7/3818 – SPECIAL NOTICE EFFECTIVE 0706121700 UTC UNTIL 0706122300 UTC. AIRBORNE LASER OPERATIONS WILL BE CONDUCTED WITHIN 20 NM FROM ANY POINT ALONG A LINE STARTING AT 422812N/0984112W OR THE O’NEILL (ONL) VORTAC AND ENDING AT 385530N/0973718W OR THE SALINA (SLN) VORTAC, NOT EXTENDING BELOW FL180. THIS AREA WILL BE MONITORED BY OBSERVERS AND THE LASER BEAM WILL BE TERMINATED IF NON-PARTICIPATING AIRCRAFT ARE DETECTED THAT MAY ENTER THE AFFECTED AREA. OTHER VISUAL EFFECTS E.G. FLASH BLINDNESS, AFTER IMAGE, GLARE, AND DISTRACTION MAY OCCUR AT GREATER DISTANCES. THE DOMESTIC EVENTS NETWORK /DEN/ AT 202-493-5107,IS THE FAA COORDINATION FACILITY. WIE UNTIL UFN

Reading these is a little tough, but basically—as you can see from the map—they’ve set up three ranges, two on June 10 and one on June 12.

Two of the test ranges are linear, each running a couple hundred kilometers between navigation beacons and within a short flight from the Boeing ABL facility in Wichita. The third is a circle with a 200 nm radius centered on a beacon in Oklahoma.

Boeing & MDA recently completed the first in-flight “firing” during a flight out of at Edwards Air Force Base in CA—I enclose “firing” in quotes because they used a laser to track an airborne target.

The “firing” part—in the common sense of the word—is yet to come. The tests this week are for the “surrogate high energy laser” that is, well, a surrogate for the actual laser called the Chemical Oxygen Iodine Laser or COIL.

Here is how General Obering previewed these tests:

I will tell you that what I have seen since November 2004 is a steady progression. There has been some minor delays here and there as they work through—mainly these are integration issues now. The actual functioning of the components, the laser modules themselves, the optical train and everything else, they have pretty much knocked down the technical issues.

That is not to say that they’re out of the woods. There’s still work to be done. As I said, we should have some significant knowledge points on the program in the coming weeks, especially by the end of June, if they stay on the schedule that they’re on.

We should be able, by that time, to know whether the tracking laser works properly. As I said, we’ve tracked targets 75 kilometers away and closed that fire control loop. We should know if the beam illumination laser, the atmospheric compensation laser, is working properly and feeding that information into the system. And we actually have a surrogate of the high-energy laser on the aircraft as well. So we should know if the entire system is working the way that it is designed by the end of June. That’ll be a significant look ahead.

And then if all of that is successful, we will dismantle—we will put the aircraft back on the ground, we’ll open it up, and we’ll reassemble the high-energy laser on board the aircraft and get that back in the air next year, so that we can attempt to shoot down a boosting missile in the mid-part of 2009.

Michael Fabey with Aviation Week has a nice summary of what MDA and Boeing hope to achieve with these tests.

2009, you say? That’s close, right?

Set tasks –
**A)** In the airborne laser text, what is the radius of the circular third test range?
**B)** Summarize the airborne laser text in two sentences.
**C)** Set down the stretch of the airborne laser text from "That is not" through "that they’re on.", word for word.
None of the material is needed here.

Recorded information –
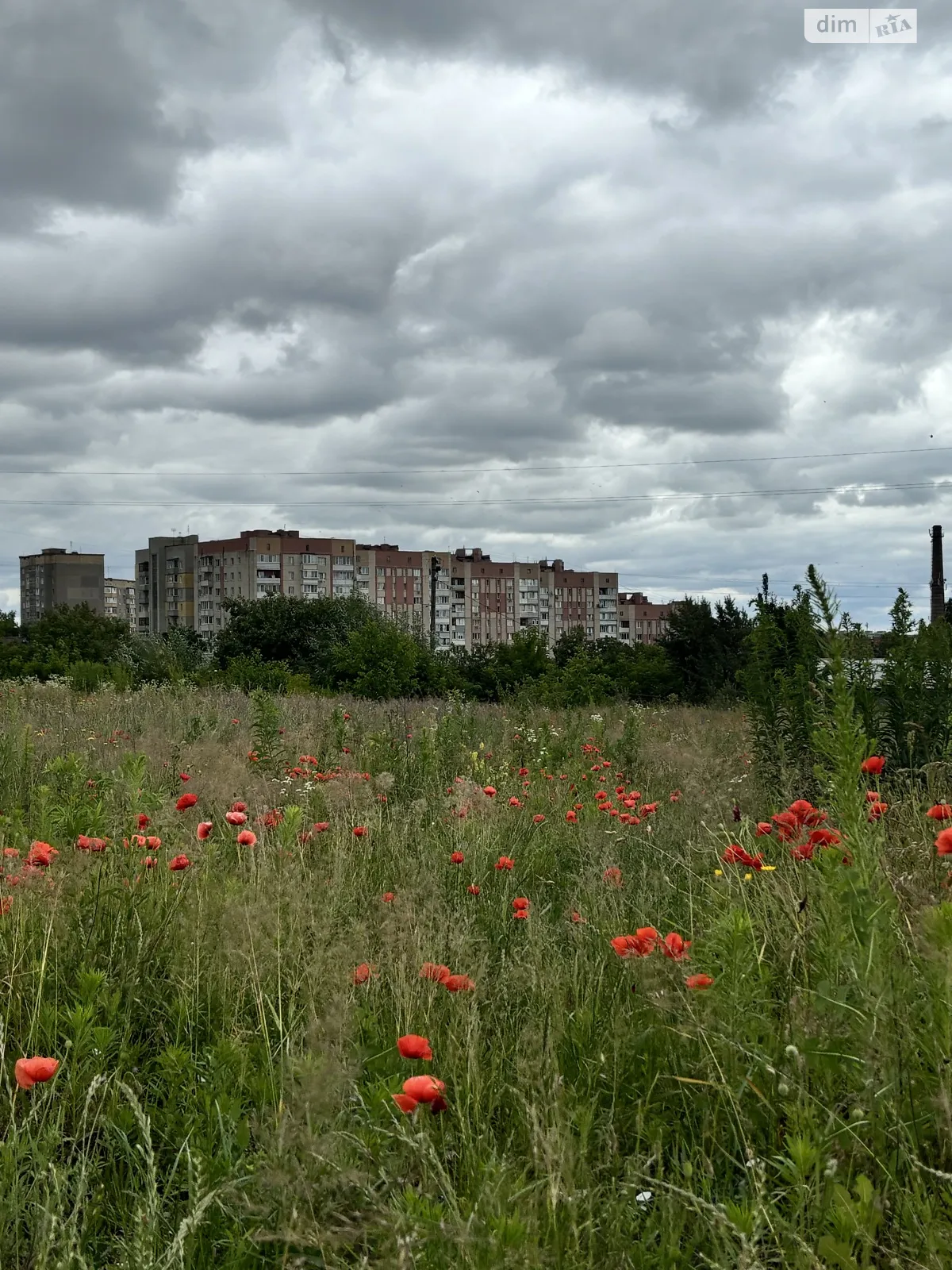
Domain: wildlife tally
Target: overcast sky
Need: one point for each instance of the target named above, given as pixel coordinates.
(505, 273)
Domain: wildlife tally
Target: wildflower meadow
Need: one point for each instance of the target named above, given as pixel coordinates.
(313, 982)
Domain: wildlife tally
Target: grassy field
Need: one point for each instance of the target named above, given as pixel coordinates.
(776, 1094)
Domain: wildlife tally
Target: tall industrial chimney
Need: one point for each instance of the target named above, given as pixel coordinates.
(937, 587)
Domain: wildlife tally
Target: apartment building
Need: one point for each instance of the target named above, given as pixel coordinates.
(639, 620)
(120, 601)
(262, 563)
(478, 600)
(165, 584)
(493, 600)
(60, 577)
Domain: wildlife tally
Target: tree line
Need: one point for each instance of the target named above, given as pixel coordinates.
(772, 654)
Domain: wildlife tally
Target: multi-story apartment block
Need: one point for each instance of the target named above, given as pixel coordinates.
(165, 584)
(639, 620)
(262, 563)
(120, 601)
(60, 577)
(478, 600)
(493, 600)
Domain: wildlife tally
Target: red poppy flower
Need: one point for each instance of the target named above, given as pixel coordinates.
(424, 1089)
(435, 972)
(35, 1071)
(736, 855)
(459, 983)
(676, 948)
(414, 1047)
(800, 810)
(41, 855)
(632, 945)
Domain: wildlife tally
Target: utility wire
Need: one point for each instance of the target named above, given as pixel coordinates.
(490, 471)
(488, 502)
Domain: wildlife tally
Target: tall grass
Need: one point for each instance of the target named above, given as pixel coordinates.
(225, 1087)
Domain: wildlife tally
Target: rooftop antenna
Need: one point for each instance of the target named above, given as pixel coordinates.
(937, 586)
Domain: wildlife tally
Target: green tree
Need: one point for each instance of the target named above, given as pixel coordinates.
(524, 660)
(708, 647)
(380, 660)
(75, 633)
(302, 634)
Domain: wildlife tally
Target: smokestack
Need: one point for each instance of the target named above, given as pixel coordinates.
(937, 587)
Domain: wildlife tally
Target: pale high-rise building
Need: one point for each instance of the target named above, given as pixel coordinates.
(60, 577)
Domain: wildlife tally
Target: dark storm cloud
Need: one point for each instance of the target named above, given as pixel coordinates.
(724, 57)
(82, 118)
(259, 237)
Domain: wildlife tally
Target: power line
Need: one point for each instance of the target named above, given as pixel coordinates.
(488, 471)
(489, 502)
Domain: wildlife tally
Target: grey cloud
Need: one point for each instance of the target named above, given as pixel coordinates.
(725, 59)
(82, 118)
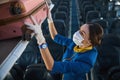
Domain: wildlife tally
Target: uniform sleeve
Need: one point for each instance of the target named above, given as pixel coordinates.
(62, 40)
(67, 67)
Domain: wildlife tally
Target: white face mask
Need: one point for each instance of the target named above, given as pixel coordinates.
(77, 38)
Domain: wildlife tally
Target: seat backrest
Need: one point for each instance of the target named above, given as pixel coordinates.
(115, 27)
(30, 54)
(103, 23)
(109, 53)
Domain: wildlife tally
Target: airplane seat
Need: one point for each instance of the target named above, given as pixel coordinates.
(92, 15)
(109, 54)
(103, 23)
(9, 77)
(37, 72)
(64, 9)
(30, 55)
(86, 9)
(17, 72)
(83, 6)
(65, 4)
(114, 73)
(60, 19)
(111, 14)
(115, 27)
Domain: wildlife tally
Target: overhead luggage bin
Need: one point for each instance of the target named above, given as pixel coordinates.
(13, 14)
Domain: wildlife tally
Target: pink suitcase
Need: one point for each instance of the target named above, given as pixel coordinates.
(13, 14)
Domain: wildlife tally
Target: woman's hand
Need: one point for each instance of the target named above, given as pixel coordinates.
(37, 30)
(49, 16)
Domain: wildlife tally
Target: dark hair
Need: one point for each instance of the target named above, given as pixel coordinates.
(95, 33)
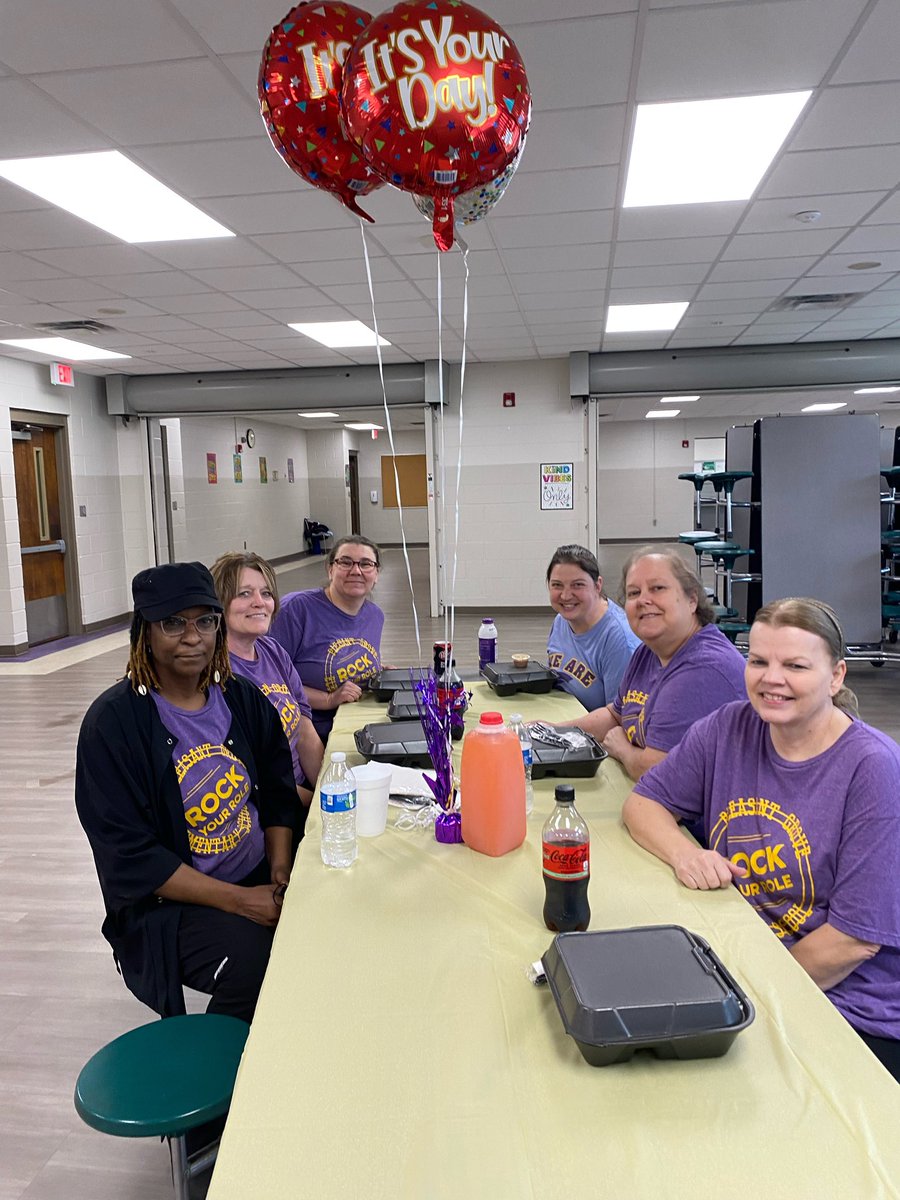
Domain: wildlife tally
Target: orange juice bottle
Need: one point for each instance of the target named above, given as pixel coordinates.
(492, 787)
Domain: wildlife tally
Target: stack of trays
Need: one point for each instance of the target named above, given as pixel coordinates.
(391, 679)
(507, 681)
(399, 742)
(655, 988)
(547, 760)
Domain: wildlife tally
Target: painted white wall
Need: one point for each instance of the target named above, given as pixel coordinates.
(108, 479)
(215, 517)
(505, 540)
(328, 454)
(377, 522)
(639, 462)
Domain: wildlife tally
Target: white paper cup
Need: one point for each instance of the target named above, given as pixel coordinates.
(373, 786)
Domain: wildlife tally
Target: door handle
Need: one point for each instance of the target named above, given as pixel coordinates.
(57, 546)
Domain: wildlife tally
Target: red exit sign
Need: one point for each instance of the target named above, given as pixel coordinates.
(63, 373)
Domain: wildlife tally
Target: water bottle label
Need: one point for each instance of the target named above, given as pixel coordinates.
(568, 861)
(339, 802)
(486, 651)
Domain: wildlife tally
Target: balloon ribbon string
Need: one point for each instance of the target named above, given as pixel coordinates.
(390, 437)
(465, 252)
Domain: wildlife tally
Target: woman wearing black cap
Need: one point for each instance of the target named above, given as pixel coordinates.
(184, 785)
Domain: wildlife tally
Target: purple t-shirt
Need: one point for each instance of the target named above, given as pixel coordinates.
(328, 646)
(223, 829)
(274, 673)
(659, 705)
(820, 839)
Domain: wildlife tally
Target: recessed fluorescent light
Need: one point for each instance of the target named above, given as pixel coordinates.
(339, 334)
(639, 318)
(63, 348)
(707, 150)
(113, 193)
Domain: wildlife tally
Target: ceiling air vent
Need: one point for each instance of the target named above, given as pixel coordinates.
(815, 300)
(76, 327)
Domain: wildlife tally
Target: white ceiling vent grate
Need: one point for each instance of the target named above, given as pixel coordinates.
(815, 300)
(76, 327)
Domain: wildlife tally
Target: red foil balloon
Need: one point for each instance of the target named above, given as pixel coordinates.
(436, 96)
(300, 99)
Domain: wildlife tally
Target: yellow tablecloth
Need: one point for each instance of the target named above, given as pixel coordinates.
(400, 1053)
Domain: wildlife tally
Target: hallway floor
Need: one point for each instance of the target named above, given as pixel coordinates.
(60, 999)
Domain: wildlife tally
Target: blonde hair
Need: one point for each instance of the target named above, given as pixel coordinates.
(815, 617)
(226, 574)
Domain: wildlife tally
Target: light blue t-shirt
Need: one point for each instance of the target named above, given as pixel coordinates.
(591, 665)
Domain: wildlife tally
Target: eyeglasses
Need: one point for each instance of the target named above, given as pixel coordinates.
(365, 564)
(177, 627)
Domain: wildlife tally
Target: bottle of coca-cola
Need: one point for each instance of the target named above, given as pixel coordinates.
(567, 865)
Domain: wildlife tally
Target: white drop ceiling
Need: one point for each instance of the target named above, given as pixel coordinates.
(172, 84)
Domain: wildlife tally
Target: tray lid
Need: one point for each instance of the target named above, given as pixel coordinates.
(643, 984)
(391, 738)
(504, 673)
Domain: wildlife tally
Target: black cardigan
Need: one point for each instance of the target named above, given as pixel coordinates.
(130, 805)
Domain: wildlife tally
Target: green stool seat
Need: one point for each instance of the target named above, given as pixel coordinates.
(721, 551)
(163, 1078)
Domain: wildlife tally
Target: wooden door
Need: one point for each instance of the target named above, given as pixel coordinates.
(41, 534)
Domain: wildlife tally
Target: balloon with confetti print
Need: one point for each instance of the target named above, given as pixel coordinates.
(299, 90)
(474, 205)
(436, 96)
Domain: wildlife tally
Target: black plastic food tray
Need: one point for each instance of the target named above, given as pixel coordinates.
(391, 679)
(653, 988)
(403, 708)
(547, 760)
(507, 681)
(399, 742)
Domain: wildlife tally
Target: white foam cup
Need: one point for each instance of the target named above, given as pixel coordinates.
(373, 786)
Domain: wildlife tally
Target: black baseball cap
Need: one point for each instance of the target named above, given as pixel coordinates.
(163, 591)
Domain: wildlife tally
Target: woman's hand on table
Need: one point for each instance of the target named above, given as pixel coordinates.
(705, 870)
(259, 904)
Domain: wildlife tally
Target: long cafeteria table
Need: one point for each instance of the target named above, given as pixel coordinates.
(401, 1053)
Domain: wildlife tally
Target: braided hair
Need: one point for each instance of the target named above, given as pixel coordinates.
(142, 671)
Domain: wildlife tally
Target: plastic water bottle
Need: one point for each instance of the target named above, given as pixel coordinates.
(516, 723)
(486, 642)
(337, 796)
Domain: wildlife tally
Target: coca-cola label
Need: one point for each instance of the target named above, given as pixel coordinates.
(567, 861)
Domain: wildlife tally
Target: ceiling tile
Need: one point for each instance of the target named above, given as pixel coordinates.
(190, 99)
(742, 48)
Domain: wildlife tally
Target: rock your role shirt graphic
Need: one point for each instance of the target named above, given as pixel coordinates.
(816, 838)
(223, 829)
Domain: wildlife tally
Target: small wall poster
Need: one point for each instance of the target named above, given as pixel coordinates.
(557, 490)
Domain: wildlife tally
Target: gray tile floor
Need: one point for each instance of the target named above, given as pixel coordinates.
(60, 997)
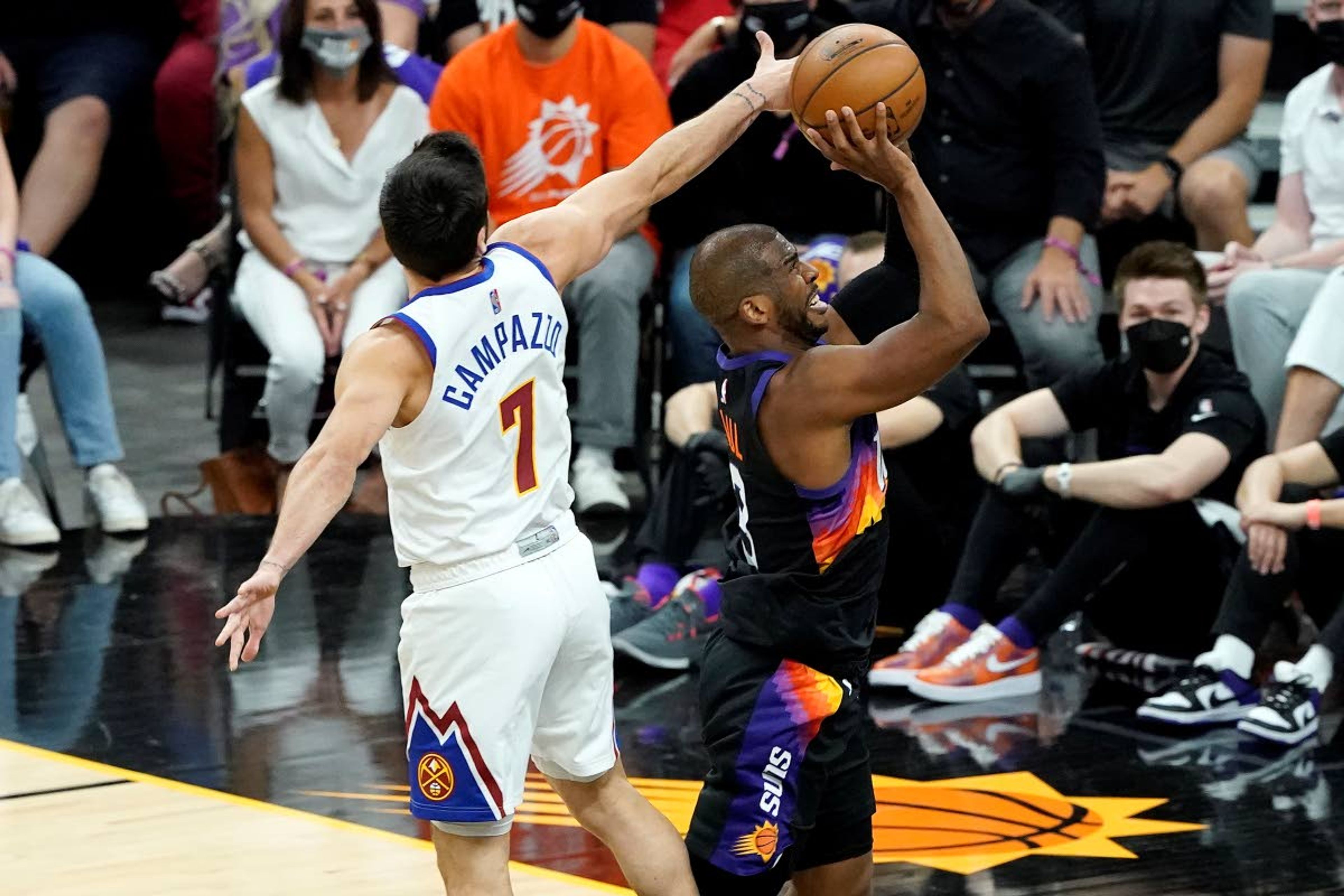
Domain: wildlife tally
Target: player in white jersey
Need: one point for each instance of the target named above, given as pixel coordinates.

Answer list –
**A)** The circular range has a radius of 200 nm.

**B)** Three ranges were set up for airborne laser tests, two on June 10 and one on June 12: two run in lines between navigation beacons, and the third is a circle centered on a beacon in Oklahoma. The tests use a surrogate high energy laser in place of the actual Chemical Oxygen Iodine Laser, and General Obering said that if they succeed, the high-energy laser will be reassembled on board the aircraft so that an attempt to shoot down a boosting missile can be made in the mid-part of 2009.

**C)**
That is not to say that they’re out of the woods. There’s still work to be done. As I said, we should have some significant knowledge points on the program in the coming weeks, especially by the end of June, if they stay on the schedule that they’re on.